◆ **Data provided**:
Start of Block

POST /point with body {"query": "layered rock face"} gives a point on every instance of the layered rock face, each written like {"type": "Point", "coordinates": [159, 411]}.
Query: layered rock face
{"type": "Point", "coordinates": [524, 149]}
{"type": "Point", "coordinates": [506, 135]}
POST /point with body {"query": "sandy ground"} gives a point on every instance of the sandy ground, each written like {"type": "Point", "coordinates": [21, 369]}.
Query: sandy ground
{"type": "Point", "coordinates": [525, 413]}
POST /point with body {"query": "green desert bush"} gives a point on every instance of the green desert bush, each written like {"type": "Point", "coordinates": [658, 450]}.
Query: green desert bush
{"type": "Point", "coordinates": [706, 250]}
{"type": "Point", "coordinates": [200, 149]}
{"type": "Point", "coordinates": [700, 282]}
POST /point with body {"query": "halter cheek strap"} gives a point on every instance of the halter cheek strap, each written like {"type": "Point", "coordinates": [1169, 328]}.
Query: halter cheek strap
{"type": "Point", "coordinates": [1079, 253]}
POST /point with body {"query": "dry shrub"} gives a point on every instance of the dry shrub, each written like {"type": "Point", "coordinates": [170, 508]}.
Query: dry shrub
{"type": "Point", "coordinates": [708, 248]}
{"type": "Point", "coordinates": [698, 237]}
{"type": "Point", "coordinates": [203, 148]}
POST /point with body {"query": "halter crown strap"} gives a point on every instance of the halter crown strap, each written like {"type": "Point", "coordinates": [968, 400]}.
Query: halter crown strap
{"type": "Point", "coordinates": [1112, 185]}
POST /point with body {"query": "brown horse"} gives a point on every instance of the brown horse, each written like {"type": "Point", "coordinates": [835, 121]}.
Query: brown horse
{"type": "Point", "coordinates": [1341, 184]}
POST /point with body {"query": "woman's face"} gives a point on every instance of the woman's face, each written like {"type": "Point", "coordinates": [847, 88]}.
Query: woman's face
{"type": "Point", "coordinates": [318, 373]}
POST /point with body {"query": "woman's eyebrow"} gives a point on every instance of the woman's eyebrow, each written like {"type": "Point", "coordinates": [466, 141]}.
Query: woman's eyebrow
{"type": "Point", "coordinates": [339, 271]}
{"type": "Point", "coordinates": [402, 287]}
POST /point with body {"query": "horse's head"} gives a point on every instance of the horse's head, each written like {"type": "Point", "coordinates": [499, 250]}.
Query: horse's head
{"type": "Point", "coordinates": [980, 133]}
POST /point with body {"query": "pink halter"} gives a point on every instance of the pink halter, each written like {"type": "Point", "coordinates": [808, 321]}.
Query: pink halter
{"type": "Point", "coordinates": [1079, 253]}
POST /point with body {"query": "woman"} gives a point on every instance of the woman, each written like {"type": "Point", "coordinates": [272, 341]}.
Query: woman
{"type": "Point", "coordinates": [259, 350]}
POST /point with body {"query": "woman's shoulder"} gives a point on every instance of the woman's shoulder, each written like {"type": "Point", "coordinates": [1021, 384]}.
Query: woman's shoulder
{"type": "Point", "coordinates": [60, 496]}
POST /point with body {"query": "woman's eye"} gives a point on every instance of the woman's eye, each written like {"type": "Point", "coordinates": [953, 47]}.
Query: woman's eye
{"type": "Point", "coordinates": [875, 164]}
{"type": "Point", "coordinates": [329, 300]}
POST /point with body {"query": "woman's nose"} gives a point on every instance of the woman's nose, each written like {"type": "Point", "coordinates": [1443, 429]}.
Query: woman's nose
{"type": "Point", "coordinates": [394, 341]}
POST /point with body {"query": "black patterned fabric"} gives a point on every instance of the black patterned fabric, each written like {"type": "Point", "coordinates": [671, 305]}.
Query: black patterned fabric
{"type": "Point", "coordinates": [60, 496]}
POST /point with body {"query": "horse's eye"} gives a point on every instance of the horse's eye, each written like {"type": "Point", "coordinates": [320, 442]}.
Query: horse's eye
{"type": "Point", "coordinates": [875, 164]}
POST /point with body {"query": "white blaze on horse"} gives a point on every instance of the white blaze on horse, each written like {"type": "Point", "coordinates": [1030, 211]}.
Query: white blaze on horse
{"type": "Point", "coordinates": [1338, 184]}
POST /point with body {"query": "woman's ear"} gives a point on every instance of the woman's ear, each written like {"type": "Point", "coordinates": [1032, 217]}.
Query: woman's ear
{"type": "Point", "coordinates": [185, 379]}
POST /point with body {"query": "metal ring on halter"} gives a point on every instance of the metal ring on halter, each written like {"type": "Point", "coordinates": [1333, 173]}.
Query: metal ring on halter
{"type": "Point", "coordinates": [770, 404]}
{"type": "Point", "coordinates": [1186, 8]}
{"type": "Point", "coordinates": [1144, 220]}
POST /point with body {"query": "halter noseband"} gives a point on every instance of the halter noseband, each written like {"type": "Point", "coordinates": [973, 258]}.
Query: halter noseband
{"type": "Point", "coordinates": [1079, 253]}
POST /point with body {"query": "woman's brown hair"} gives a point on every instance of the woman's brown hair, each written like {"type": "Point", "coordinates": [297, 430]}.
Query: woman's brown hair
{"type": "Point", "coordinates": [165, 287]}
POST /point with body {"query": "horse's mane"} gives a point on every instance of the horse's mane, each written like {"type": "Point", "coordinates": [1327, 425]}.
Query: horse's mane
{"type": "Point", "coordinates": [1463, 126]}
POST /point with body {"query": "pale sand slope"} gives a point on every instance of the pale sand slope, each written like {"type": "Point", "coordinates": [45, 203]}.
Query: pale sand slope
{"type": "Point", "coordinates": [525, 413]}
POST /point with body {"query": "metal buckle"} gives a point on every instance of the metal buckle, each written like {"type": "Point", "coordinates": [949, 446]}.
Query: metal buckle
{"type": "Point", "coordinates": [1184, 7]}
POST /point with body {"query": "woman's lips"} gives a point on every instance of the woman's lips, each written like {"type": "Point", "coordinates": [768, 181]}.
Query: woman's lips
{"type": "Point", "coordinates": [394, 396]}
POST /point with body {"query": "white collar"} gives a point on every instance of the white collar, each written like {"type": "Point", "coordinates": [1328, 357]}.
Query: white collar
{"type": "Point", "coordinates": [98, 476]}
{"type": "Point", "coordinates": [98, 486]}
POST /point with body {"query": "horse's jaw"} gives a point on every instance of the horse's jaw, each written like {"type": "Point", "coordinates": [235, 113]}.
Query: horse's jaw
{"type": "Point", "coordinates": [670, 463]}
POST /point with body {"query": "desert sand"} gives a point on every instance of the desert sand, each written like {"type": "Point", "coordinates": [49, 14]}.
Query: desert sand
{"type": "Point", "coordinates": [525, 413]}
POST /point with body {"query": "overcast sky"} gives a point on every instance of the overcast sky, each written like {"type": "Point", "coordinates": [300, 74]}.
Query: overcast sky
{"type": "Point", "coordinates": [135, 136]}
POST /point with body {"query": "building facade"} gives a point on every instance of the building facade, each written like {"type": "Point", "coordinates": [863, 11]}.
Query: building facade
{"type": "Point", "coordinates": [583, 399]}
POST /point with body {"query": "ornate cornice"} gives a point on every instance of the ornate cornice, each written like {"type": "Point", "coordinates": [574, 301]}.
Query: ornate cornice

End of Block

◆ **Task description**:
Repeat the full set of records exactly.

◆ **Written solution**:
POST /point with body {"query": "layered rock face"} gives a point on every instance of the layered rock face, each written like {"type": "Point", "coordinates": [159, 411]}.
Query: layered rock face
{"type": "Point", "coordinates": [524, 149]}
{"type": "Point", "coordinates": [506, 135]}
POST /point with body {"query": "sandy ground"} gives a point on every instance of the sandy ground, each written like {"type": "Point", "coordinates": [21, 369]}.
Query: sandy ground
{"type": "Point", "coordinates": [525, 413]}
POST /point with body {"query": "green desert bush"} gives a point on every instance of the green desert bush, each written like {"type": "Point", "coordinates": [658, 450]}.
Query: green desert bush
{"type": "Point", "coordinates": [706, 250]}
{"type": "Point", "coordinates": [200, 149]}
{"type": "Point", "coordinates": [700, 282]}
POST /point with body {"query": "halter cheek strap"} gives a point on every instance of the halter cheek strap, each written like {"type": "Point", "coordinates": [1169, 328]}.
Query: halter cheek strap
{"type": "Point", "coordinates": [1079, 253]}
POST /point with body {"query": "dry shrub"} gives a point on every instance of the dry shrub, each written like {"type": "Point", "coordinates": [170, 508]}.
Query: dry shrub
{"type": "Point", "coordinates": [708, 248]}
{"type": "Point", "coordinates": [698, 237]}
{"type": "Point", "coordinates": [203, 148]}
POST /point with body {"query": "halter crown strap"} gives a point on every instance of the halter crown strap, each written like {"type": "Point", "coordinates": [968, 400]}.
Query: halter crown strap
{"type": "Point", "coordinates": [1112, 185]}
POST /point with body {"query": "brown horse"} gives a point on every instance of the brown horse, each written like {"type": "Point", "coordinates": [835, 121]}.
Query: brown horse
{"type": "Point", "coordinates": [1341, 184]}
POST /point with body {"query": "woman's face"} gives a point on every instance of the woman's face, each written like {"type": "Point", "coordinates": [847, 88]}.
Query: woman's face
{"type": "Point", "coordinates": [318, 373]}
POST /point with body {"query": "woman's eyebrow"} gives a point on every instance of the woman's eyebrow, each written like {"type": "Point", "coordinates": [466, 141]}.
Query: woman's eyebrow
{"type": "Point", "coordinates": [339, 271]}
{"type": "Point", "coordinates": [402, 287]}
POST /point with body {"query": "horse's head"} gives a point on every instance of the horse's head, each written like {"type": "Point", "coordinates": [499, 250]}.
Query: horse's head
{"type": "Point", "coordinates": [980, 133]}
POST /point with body {"query": "pink halter"} gives a point on every instance of the pink halter, each written like {"type": "Point", "coordinates": [808, 321]}.
Query: pink halter
{"type": "Point", "coordinates": [1079, 253]}
POST /point with body {"query": "woman"} gives a point on every instance of the woman, each written like {"type": "Point", "coordinates": [272, 341]}.
Query: woman
{"type": "Point", "coordinates": [259, 350]}
POST /point with body {"query": "woman's shoulder"} gives a point on every instance of the woman's shoulder, each written like {"type": "Point", "coordinates": [1021, 384]}.
Query: woman's shoulder
{"type": "Point", "coordinates": [60, 496]}
POST /point with body {"query": "woman's eye"} gives a point on every instance of the woman's eye, each written like {"type": "Point", "coordinates": [953, 47]}.
Query: woman's eye
{"type": "Point", "coordinates": [875, 164]}
{"type": "Point", "coordinates": [329, 300]}
POST /point with body {"query": "woman's nose"} gives a point on every instance of the woman's nose, each written like {"type": "Point", "coordinates": [1443, 429]}.
Query: woman's nose
{"type": "Point", "coordinates": [394, 341]}
POST /point with body {"query": "black patterned fabric"} gives a point on every instance of the black patterned fabric, each written like {"type": "Point", "coordinates": [671, 305]}.
Query: black patterned fabric
{"type": "Point", "coordinates": [60, 496]}
POST /point with body {"query": "horse's eye"} gives a point on every instance of the horse's eye, each written like {"type": "Point", "coordinates": [320, 442]}.
Query: horse's eye
{"type": "Point", "coordinates": [875, 164]}
POST /point with body {"query": "white blaze on horse"} gives a point on every instance of the white blaze on horse, each written like {"type": "Point", "coordinates": [1030, 211]}.
Query: white blaze on horse
{"type": "Point", "coordinates": [1338, 184]}
POST /point with body {"query": "woman's ear"} gives a point on every instance of the woman's ear, each written like {"type": "Point", "coordinates": [1032, 217]}.
Query: woman's ear
{"type": "Point", "coordinates": [185, 379]}
POST /point with body {"query": "metal ring on halter"} gives a point on every instance of the metal ring on halter, each written like {"type": "Point", "coordinates": [1333, 173]}.
Query: metal ring on halter
{"type": "Point", "coordinates": [770, 404]}
{"type": "Point", "coordinates": [1186, 8]}
{"type": "Point", "coordinates": [1144, 220]}
POST /point with body {"query": "halter noseband"} gives a point on every instance of the halter noseband, each written like {"type": "Point", "coordinates": [973, 258]}.
Query: halter noseband
{"type": "Point", "coordinates": [1079, 253]}
POST /point with body {"query": "woman's brown hair"} gives a point on every instance of the woman's brown hair, each written like {"type": "Point", "coordinates": [297, 430]}.
Query: woman's brown hair
{"type": "Point", "coordinates": [165, 287]}
POST /point with body {"query": "horse's mane"} gives a point on every instance of the horse's mane, each written like {"type": "Point", "coordinates": [1327, 425]}.
Query: horse's mane
{"type": "Point", "coordinates": [1463, 126]}
POST /point with body {"query": "pale sand slope"} gives a point on every instance of the pale sand slope, each written like {"type": "Point", "coordinates": [45, 203]}.
Query: pale sand slope
{"type": "Point", "coordinates": [525, 413]}
POST /point with body {"query": "metal buckle"} gives a point on every instance of the metal buckle, each written like {"type": "Point", "coordinates": [949, 446]}.
Query: metal buckle
{"type": "Point", "coordinates": [1184, 7]}
POST /point with body {"query": "woman's lips"} gives a point on every instance of the woman's lips, each written like {"type": "Point", "coordinates": [768, 181]}.
Query: woman's lips
{"type": "Point", "coordinates": [394, 396]}
POST /point with body {"query": "white collar"} gives a point on every instance of the white collar, each written like {"type": "Point", "coordinates": [1328, 357]}.
Query: white collar
{"type": "Point", "coordinates": [98, 476]}
{"type": "Point", "coordinates": [98, 486]}
POST /point with body {"query": "horse's jaw"} gives a point on every instance of the horse's jaw, each written like {"type": "Point", "coordinates": [235, 113]}.
Query: horse's jaw
{"type": "Point", "coordinates": [670, 463]}
POST /point with body {"query": "desert sand"} gives a point on every instance of the desert sand, each written like {"type": "Point", "coordinates": [49, 14]}.
Query: desert sand
{"type": "Point", "coordinates": [525, 413]}
POST /point with body {"query": "overcast sky"} gives a point on every instance of the overcast sky, each written like {"type": "Point", "coordinates": [300, 74]}.
Query: overcast sky
{"type": "Point", "coordinates": [135, 136]}
POST /point with body {"query": "building facade"} gives a point on every instance of the building facade, each written like {"type": "Point", "coordinates": [863, 11]}.
Query: building facade
{"type": "Point", "coordinates": [583, 399]}
POST /point with body {"query": "ornate cornice"} gives a point on every instance of the ornate cornice, each written like {"type": "Point", "coordinates": [574, 301]}.
Query: ornate cornice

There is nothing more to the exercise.